**ЧТО СДЕЛАТЬ 1**
Кем работал Фридрих Глаузер в Бельгии, согласно отрывку о нём?
**ЧТО СДЕЛАТЬ 2**
Перепишите отрывок о Фридрихе Глаузере, начиная со слов "Власть безумия" и продолжая до слов "и социальной психологией.", заменив "Чандлера" на "Честертона".

**ФРАГМЕНТ СТРАНИЦЫ**
= = = =

Власть безумия

У швейцарского детектива, сегодня достаточно популярного в мире, своего классического периода не было. Он начинается с Фридриха Глаузера (1896—1938) — писателя, который пришел к детективу в то время, когда под пером его предшественников и современников, прежде всего Сименона, Чандлера и Хэмметта, привычный роман-кроссворд стал обогащаться социально-психологическим содержанием, впитывать в себя общественный климат, затрагивать глубокие и сложные связи между индивидуальной и социальной психологией.

Глаузер легко и естественно вписался в этот процесс. У него есть слова о том, что действие детективного романа легко пересказать на полутора страничках. Остальное — сто девяносто восемь машинописных листов — начинка. И все дело в том, как с этой начинкой обойтись. В качестве начинки Глаузер использовал собственную жизнь. Это был смелый, новаторский шаг: ведь использование автобиографического материала в детективе столь же редко, сколь оно обычно в других разновидностях романа. Как правило, жизнь писателя-детективщика интересует читателя куда меньше, чем его ремесло (если, разумеется, он сам не выступал в роли сыщика, как Дэшил Хэмметт, повышавший свою квалификацию у знаменитого Ната Пинкертона). Конечно, с социальным опытом автора, так или иначе воплощенным в детективе, мы сталкивались и раньше — достаточно сослаться на описание жизни среднего класса у Жоржа Сименона или у Агаты Кристи. Но у Глаузера этот опыт выступает непосредственнее, резче, тенденциознее. Его жизнь являет собой цепь нескончаемых злоключений и выглядит кошмаром на фоне традиционного швейцарского благополучия. Рано порвавший со своим окружением (он родился в состоятельной буржуазной семье), Глаузер упрямо, невзирая на жестокие удары судьбы, шел против течения, разоблачая расхожие социальные мифы, показывая неприглядные стороны либерального рая. В написанной им незадолго до смерти сверхлапидарной автобиографии мелькают, сменяя друг друга, названия приютов, интернатов, лечебниц и других закрытых заведений, куда его раз за разом упрятывали власть имущие за неподчинение порядку. Перевоспитывался он не без помощи жестокого, но в педагогическом отношении совершенно беспомощного отца и в Иностранном легионе, в маленьком французском форту, затерянном в песках марокканской пустыни. Потом был мойщиком посуды в Париже, шахтером в Бельгии, чернорабочим в садово-огородных питомниках Швейцарии. И, само собой, писателем, свободным художником, так и не добившимся признания при жизни.

= = = =

**ПОКАЗАННЫЙ СПИСОК**
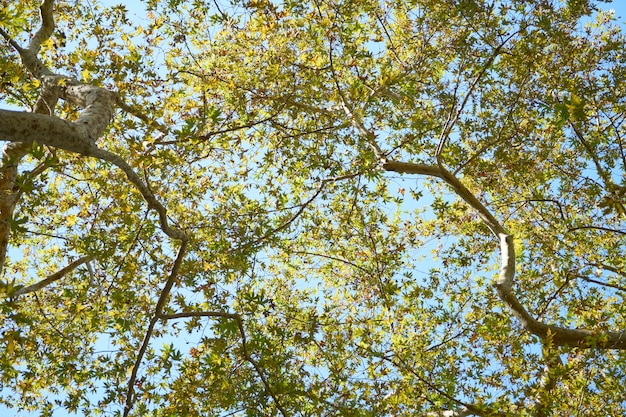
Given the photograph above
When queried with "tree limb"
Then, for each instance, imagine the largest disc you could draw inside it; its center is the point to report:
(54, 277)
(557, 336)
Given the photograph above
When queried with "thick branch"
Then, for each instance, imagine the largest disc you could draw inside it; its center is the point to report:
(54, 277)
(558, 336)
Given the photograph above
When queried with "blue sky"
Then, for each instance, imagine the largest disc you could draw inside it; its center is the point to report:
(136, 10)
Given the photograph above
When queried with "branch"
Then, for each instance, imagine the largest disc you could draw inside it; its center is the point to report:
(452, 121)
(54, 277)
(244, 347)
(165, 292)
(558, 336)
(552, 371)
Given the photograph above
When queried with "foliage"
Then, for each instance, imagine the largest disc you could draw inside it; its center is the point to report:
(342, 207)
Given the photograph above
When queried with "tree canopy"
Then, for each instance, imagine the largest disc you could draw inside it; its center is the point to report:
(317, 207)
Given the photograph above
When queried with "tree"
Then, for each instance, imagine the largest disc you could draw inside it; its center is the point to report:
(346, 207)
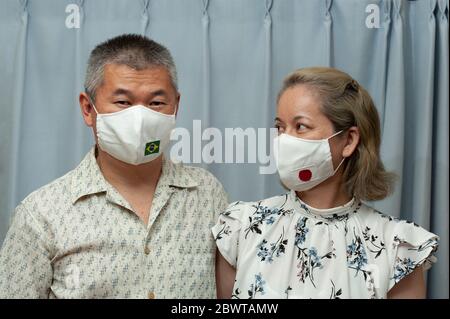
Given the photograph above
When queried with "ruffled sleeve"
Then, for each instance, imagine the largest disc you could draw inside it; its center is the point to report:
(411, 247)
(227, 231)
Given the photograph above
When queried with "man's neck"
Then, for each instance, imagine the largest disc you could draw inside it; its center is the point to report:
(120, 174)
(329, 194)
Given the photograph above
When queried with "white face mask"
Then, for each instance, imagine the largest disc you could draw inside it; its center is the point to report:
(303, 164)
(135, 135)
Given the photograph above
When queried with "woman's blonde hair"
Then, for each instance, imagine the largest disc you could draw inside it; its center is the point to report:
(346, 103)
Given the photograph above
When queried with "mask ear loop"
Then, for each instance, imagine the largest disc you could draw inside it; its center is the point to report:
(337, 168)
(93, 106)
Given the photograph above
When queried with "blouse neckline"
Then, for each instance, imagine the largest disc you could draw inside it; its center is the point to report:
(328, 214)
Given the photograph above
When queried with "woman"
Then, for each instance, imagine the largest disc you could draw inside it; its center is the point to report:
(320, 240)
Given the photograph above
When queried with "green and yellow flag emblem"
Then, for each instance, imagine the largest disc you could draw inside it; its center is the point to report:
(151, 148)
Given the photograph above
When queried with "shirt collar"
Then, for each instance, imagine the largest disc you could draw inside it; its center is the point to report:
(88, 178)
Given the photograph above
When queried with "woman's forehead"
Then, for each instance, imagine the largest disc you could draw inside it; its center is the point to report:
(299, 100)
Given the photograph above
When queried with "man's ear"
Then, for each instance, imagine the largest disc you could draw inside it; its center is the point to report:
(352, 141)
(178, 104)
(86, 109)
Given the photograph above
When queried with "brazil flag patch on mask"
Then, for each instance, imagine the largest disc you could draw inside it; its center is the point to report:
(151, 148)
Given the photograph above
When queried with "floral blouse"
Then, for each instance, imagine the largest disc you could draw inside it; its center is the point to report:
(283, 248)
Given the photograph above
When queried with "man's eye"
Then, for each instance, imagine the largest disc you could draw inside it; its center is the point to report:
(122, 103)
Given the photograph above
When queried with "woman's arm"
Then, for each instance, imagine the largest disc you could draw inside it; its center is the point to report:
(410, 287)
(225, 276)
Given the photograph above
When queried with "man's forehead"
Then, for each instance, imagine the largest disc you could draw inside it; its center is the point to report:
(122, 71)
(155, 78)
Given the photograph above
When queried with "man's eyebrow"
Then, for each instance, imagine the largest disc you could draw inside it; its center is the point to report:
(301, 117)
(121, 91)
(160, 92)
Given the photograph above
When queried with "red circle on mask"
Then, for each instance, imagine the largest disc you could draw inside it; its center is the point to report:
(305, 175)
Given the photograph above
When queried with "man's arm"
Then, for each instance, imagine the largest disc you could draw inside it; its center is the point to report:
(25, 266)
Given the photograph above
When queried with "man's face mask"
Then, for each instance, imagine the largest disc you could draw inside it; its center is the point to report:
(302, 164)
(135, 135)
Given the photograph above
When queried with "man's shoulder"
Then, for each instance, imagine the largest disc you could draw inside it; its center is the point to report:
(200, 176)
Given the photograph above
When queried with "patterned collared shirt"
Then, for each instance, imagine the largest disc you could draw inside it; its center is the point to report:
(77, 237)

= = = =

**ОТВЕТ 1**
Шахтером.

**ОТВЕТ 2**
Власть безумия

У швейцарского детектива, сегодня достаточно популярного в мире, своего классического периода не было. Он начинается с Фридриха Глаузера (1896—1938) — писателя, который пришел к детективу в то время, когда под пером его предшественников и современников, прежде всего Сименона, Честертона и Хэмметта, привычный роман-кроссворд стал обогащаться социально-психологическим содержанием, впитывать в себя общественный климат, затрагивать глубокие и сложные связи между индивидуальной и социальной психологией.